Can I get the first name, last name separated out?	In the user_dim, both "name" and "sortable_name" are available and can be "split" in a manner that is most efficient for your reporting needs. The sortable_name would help manage users with multiple last names as it is in the format of "last name, first name".
Why are some of the user_ids negative?	This is normal. We have obscured the user IDs so that join keys can be shared without sharing actual Canvas IDs to users. The same user_id is used across the other tables where the user_dim's "id" is referenced. Some DBMS systems do not support unsigned 64-bit integers so we went with signed integers.
Where are student grades located?	Student grades are located in the course_score_fact (previously enrollment_fact but the fields within enrollment_fact were deprecated)
Can Canvas Data help with how faculty are using Canvas? 1) Whether faculty are using Canvas for their courses or not 2) The tools and features faculty use in Canvas in their first year 3) Growth in usage and use of functionality in year two.	One way to do this would be to determine the following: Courses with published assignments by enrollment term Courses with published discussions by enrollment term Courses with published quizzes by enrollment term External tool activations by course and enrollment term This would give an indication of the extent to which faculty are using courses by determining how many assignments, discussions, quizzes, and external tool activations exists for each course. The numbers between year two and year one could then be compared to find the difference in usage by looking at the enrollment_term_dim.

[STATED GOAL] Could you carry the Canvas Data FAQ above further, picking up after its last answer?

[PROVIDED RECORDS]

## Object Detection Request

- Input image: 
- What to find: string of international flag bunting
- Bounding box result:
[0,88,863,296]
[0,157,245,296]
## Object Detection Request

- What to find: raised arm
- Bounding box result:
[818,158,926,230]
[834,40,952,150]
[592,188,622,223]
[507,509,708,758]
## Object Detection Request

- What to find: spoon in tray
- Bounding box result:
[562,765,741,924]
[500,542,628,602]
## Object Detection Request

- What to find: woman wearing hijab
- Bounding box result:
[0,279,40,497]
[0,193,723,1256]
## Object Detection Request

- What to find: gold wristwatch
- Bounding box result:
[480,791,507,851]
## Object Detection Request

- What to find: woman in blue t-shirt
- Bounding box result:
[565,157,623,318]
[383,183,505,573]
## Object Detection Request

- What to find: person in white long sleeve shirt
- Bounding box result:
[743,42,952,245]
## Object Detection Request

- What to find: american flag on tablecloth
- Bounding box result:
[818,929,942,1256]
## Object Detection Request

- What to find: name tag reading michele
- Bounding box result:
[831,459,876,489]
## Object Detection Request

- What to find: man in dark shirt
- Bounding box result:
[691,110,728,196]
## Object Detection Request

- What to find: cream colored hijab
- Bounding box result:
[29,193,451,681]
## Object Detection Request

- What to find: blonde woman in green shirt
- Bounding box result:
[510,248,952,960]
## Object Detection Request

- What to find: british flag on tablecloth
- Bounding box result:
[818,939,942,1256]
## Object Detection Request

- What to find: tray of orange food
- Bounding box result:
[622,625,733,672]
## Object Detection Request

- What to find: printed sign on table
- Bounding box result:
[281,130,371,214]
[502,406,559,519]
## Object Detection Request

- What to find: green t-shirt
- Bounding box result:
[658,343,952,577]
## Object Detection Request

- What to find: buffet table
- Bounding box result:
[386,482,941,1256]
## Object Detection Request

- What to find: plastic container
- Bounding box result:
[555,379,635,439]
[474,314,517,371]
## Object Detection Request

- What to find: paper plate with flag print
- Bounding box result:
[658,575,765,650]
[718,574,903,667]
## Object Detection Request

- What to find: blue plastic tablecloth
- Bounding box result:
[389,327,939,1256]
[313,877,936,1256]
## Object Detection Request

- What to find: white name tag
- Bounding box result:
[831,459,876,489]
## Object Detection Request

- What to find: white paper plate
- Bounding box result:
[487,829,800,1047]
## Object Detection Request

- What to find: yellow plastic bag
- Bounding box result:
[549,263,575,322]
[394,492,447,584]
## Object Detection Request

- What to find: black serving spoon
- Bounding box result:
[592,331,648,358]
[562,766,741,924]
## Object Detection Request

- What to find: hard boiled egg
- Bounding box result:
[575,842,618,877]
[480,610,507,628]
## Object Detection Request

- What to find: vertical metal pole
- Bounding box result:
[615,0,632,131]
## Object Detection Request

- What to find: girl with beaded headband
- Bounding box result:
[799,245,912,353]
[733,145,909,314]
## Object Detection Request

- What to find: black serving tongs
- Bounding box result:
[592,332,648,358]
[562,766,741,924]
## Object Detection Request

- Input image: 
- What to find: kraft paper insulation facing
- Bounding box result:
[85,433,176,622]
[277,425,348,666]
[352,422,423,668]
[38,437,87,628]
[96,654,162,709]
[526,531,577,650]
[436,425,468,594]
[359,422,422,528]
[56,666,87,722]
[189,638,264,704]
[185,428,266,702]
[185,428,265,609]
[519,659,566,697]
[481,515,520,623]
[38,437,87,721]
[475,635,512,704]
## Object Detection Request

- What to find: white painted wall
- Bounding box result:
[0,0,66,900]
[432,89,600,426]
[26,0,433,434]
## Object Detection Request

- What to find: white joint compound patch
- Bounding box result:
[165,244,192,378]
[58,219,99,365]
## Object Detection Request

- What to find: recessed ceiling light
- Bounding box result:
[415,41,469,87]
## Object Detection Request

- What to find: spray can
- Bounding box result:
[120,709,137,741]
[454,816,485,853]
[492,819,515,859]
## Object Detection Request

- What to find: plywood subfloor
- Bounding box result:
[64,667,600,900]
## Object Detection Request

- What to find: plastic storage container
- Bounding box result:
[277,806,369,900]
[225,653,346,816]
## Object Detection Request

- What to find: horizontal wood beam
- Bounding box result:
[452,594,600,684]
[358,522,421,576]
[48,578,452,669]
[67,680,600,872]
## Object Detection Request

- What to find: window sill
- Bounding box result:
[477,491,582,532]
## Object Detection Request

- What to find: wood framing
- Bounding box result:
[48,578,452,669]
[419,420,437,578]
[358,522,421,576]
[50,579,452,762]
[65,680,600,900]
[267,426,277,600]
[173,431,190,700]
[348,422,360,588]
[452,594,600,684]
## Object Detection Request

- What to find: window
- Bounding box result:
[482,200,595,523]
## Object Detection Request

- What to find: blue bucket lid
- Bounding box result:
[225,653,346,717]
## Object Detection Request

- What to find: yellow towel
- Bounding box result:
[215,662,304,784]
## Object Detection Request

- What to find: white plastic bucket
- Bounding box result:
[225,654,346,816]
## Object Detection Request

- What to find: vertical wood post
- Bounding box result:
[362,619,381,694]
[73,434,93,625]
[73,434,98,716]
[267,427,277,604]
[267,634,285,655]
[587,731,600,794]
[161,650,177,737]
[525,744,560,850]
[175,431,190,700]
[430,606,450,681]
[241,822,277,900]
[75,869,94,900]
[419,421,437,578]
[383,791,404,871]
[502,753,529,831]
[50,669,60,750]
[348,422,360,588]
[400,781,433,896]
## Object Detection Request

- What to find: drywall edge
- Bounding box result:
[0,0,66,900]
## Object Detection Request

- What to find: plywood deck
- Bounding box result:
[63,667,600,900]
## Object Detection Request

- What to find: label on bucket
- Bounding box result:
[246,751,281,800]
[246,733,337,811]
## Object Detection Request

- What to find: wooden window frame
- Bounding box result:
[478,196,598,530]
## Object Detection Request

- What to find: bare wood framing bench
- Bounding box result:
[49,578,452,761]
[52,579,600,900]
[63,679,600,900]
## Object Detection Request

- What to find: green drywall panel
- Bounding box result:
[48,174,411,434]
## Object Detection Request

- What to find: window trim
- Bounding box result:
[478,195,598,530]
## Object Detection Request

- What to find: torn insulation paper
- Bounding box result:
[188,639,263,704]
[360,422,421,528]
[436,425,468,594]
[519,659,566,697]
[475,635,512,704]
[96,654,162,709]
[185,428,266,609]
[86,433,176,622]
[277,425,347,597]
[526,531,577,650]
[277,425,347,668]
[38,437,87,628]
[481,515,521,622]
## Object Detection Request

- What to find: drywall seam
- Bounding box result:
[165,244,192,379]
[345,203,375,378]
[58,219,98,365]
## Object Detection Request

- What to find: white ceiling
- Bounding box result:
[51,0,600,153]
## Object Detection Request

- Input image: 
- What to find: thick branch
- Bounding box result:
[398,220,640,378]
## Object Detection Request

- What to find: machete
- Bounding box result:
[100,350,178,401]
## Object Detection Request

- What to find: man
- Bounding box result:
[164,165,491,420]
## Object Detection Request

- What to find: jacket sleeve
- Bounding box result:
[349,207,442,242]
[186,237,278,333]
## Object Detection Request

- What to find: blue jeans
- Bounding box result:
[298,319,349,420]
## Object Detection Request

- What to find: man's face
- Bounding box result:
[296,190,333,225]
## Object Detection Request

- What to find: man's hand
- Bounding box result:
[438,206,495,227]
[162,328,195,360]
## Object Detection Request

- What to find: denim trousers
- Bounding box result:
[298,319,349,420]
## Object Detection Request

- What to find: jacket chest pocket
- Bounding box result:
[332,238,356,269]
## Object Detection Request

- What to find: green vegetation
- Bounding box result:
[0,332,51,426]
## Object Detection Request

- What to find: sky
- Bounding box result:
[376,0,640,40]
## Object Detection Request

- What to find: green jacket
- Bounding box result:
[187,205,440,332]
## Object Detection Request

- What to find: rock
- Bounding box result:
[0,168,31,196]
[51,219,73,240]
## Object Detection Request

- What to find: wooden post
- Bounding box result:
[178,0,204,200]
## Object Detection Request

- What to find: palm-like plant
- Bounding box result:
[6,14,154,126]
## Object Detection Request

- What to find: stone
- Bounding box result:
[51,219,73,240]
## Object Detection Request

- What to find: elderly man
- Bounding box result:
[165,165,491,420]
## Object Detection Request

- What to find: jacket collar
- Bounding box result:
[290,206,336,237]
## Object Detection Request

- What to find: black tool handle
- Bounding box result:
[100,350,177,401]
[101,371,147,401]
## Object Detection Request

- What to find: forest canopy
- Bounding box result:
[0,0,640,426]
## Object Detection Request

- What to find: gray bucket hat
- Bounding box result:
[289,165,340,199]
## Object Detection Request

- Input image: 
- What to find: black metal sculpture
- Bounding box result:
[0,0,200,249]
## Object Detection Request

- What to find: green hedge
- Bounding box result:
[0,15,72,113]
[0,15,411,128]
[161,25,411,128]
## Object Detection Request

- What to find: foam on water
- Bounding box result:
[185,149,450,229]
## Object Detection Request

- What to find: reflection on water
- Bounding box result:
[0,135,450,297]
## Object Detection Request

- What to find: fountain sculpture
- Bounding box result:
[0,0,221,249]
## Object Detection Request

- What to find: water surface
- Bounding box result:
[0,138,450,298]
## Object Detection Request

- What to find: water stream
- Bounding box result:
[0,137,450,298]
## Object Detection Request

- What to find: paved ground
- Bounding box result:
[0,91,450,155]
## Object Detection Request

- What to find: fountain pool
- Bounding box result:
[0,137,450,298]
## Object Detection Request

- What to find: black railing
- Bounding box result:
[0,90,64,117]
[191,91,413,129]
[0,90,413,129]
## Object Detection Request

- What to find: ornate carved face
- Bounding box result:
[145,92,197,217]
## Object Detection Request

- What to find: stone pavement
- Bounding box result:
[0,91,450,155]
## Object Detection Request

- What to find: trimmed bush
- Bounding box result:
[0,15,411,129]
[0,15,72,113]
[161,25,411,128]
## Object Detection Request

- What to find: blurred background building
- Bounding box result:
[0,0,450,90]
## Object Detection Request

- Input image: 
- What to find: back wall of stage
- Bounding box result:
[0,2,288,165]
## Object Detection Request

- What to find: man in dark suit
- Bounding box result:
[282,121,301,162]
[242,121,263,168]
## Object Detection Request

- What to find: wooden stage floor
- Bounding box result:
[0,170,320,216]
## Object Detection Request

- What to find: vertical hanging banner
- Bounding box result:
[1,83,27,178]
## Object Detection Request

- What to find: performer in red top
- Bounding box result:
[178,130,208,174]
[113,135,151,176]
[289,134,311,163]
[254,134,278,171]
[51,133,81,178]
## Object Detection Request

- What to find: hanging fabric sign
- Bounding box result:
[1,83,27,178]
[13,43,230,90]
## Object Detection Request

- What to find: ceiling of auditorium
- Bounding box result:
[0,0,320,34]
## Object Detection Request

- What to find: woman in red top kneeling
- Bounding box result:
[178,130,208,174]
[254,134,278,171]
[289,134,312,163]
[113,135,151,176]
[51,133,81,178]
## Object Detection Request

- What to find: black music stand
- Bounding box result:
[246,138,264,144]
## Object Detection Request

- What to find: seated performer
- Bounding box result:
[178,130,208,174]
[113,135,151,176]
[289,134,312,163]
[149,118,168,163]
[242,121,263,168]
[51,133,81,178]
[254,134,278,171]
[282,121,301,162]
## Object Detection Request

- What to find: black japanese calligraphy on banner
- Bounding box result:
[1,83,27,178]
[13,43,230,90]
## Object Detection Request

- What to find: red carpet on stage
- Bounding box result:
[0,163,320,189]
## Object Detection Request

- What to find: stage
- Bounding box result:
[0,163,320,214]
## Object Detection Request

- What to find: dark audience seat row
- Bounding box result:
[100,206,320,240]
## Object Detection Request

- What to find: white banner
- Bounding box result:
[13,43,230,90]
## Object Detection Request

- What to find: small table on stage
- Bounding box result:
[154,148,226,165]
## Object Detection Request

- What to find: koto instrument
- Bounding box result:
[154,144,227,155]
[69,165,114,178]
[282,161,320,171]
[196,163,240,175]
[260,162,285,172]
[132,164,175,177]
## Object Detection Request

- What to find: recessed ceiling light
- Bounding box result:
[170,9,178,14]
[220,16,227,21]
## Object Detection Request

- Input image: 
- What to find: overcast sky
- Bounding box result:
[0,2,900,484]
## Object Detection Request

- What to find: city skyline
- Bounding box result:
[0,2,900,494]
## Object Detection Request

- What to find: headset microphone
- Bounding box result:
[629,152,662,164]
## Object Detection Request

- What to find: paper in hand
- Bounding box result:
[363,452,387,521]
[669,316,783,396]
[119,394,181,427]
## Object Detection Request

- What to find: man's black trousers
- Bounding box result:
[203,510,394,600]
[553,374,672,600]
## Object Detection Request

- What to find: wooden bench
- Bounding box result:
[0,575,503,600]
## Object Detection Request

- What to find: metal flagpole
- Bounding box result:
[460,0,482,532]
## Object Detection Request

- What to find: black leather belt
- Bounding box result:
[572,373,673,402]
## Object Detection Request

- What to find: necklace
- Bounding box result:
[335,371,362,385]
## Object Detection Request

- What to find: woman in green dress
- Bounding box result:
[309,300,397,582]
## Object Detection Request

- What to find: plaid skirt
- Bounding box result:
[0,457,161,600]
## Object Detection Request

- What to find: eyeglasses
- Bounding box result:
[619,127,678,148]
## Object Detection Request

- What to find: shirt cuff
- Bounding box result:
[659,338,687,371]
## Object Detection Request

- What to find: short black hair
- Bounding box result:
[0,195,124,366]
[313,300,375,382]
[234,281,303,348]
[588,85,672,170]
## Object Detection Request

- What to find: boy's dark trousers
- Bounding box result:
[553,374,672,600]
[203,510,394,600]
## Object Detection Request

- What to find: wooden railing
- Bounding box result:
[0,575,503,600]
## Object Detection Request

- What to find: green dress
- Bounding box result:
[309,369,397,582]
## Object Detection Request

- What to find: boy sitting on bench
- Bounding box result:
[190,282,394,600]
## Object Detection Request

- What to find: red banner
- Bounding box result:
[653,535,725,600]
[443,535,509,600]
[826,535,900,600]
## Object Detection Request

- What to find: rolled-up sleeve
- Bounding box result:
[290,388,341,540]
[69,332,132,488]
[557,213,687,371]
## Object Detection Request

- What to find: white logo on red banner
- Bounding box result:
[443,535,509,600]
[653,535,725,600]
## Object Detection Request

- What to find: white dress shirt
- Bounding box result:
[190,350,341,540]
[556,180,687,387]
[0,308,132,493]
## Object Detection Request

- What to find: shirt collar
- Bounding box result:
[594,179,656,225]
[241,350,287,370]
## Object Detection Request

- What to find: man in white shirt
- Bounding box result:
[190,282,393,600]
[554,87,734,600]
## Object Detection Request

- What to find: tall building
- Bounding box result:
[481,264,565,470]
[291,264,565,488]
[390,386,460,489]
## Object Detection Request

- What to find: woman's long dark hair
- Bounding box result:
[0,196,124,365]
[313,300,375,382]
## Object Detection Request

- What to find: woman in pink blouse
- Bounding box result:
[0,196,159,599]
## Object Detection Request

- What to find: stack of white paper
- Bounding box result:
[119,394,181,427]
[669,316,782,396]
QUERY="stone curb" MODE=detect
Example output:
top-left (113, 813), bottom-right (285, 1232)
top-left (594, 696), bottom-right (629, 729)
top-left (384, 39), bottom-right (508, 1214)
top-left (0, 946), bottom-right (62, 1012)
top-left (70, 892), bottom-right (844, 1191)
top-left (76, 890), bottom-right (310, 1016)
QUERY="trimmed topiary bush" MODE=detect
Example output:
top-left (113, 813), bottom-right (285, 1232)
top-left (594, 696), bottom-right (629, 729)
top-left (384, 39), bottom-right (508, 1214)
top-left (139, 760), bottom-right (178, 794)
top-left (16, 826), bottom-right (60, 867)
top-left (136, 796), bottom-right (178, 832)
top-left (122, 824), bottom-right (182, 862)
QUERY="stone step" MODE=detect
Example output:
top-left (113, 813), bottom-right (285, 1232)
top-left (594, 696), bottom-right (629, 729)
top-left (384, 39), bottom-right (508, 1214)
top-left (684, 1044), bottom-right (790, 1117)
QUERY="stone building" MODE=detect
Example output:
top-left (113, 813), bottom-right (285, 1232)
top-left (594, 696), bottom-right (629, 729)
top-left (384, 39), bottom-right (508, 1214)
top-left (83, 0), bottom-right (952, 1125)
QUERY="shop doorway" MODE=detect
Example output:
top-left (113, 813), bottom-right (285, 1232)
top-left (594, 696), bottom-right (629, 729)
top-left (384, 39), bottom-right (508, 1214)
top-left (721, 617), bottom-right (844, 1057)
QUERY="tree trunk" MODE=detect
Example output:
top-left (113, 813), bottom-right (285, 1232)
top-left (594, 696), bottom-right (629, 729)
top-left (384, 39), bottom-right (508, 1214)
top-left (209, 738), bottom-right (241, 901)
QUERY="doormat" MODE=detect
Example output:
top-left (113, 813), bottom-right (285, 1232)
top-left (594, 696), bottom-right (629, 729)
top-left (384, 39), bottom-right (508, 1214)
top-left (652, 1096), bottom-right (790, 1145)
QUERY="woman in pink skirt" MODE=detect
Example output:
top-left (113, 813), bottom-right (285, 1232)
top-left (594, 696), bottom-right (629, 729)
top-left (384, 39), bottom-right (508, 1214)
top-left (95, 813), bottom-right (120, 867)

[EXERCISE ANSWER]
I'm looking for a "data extract date" or "data as of date" so that we know when the data was loaded.	The best we can say is that the date associated with the latest dump is the data extract date.
What data is in the course_ui_navigation tables?	These tables represent the navigation settings that have been chosen by instructors for different courses.
What exactly does "pseudonym" mean in Canvas?	In Canvas, users can have one or more logins. The table with information about logins and user SIS IDs is called pseudonyms in the underlying Canvas database.
Can I obtain login information for every user?	Using the pseudonym_fact and pseudonym_dim tables, you will be able to obtain login information and SIS IDs (if SIS IDs have been added) for each user.
Do the assignment tables include assignments, quizzes, and discussions?	Yes. Using the "submission_types" value in the assignment_dim will allow you to filter data based on the type of "assignment" it is: Assignment = online_text_entry, online_url, media_recording, online_upload, external_tool, on_paper, none, not_graded Quiz = online_quiz Discussion = discussion_topic
Is any kind of record kept of the communication that occurs in conversations?	This would be within conversations. The associated tables to use are conversation_message_participant_fact, conversation_dim, and conversation_message_dim. Please review the schema documentation to see the data available in those tables.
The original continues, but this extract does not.